** Start of Source excerpt **

Skip to content

nuveo/ultraocr-sdk-python

Repository files navigation

UltraOCR SDK Python

UltraOCR SDK for Python.

UltraOCR is a platform that assists in the document analysis process with AI.

For more details about the system, types of documents, routes and params, access our documentation.

Instalation

First of all, you must install this package with pip:

pip install git+https://github.com/nuveo/ultraocr-sdk-python

Then you must import the UltraOCR SDK in your code , with:

import ultraocr

Or:

from ultraocr import Client

Step by step

First step - Client Creation and Authentication

With the UltraOCR SDK installed and imported, the first step is create the Client and authenticate, you have two ways to do it.

The first one, you can do it in two steps with:

from ultraocr import Client

client = Client()
client.authenticate("YOUR_CLIENT_ID", "YOUR_CLIENT_SECRET")

Optionally, you can pass a third argument expires on authenticate function, a number between 1 and 1440, the Token time expiration in minutes. The default value is 60.

Another way is creating the client with the Client info and auto_refresh as True. As example:

from ultraocr import Client

client = Client(client_id="YOUR_CLIENT_ID", client_secret="YOUR_CLIENT_SECRET", auto_refresh=True)

The Client have following allowed parameters:

  • client_id: The Client ID to generate token (only if auto_refresh=True).
  • client_secret: The Client Secret to generate token (only if auto_refresh=True).
  • token_expires: The token expiration time (only if auto_refresh=True) (Default 60).
  • auto_refresh: Indicates that the token will be auto generated (with client_id, client_secret and token_expires parameters) (Default False).
  • auth_base_url: The base url to authenticate (Default UltraOCR url).
  • base_url: The base url to send documents (Default UltraOCR url).
  • timeout: The pooling timeout in seconds (Default 30).
  • interval: The pooling interval in seconds (Default 1).

Second step - Send Documents

With everything set up, you can send documents:

client.send_job("SERVICE", "FILE_PATH") # Simple job
client.send_batch("SERVICE", "FILE_PATH") # Simple batch
client.send_job_base64("SERVICE", "BASE64_DATA") # Job in base64
client.send_batch_base64("SERVICE", "BASE64_DATA") # Batch in base64
client.send_job_single_step("SERVICE", "BASE64_DATA") # Job in base64, faster, but with limits

Send batch response example:

{
    "id": "0ujsszwN8NRY24YaXiTIE2VWDTS",
    "status_url": "https://ultraocr.apis.nuveo.ai/v2/ocr/batch/status/0ujsszwN8NRY24YaXiTIE2VWDTS"
}

Send job response example:

{
    "id": "0ujsszwN8NRY24YaXiTIE2VWDTS",
    "status_url": "https://ultraocr.apis.nuveo.ai/v2/ocr/job/result/0ujsszwN8NRY24YaXiTIE2VWDTS"

** End of Source excerpt **

# Work to complete
Decide whether each statement below agrees with the UltraOCR SDK README, answering yes or no and quoting the README's deciding words. 1. The optional expiration argument to authenticate can be set anywhere from 1 to 1440 minutes. 2. When no value is given, auto_refresh is True. 3. The send_job_single_step method takes a file path as its second argument.

** Start of Dataset **

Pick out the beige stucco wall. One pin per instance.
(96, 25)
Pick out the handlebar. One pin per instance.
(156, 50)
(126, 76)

** End of Dataset **

# Reply
1. Yes: "a number between 1 and 1440, the Token time expiration in minutes"
2. No: "auto_refresh: Indicates that the token will be auto generated (with client_id, client_secret and token_expires parameters) (Default False)"
3. No: "client.send_job_single_step("SERVICE", "BASE64_DATA") # Job in base64, faster, but with limits"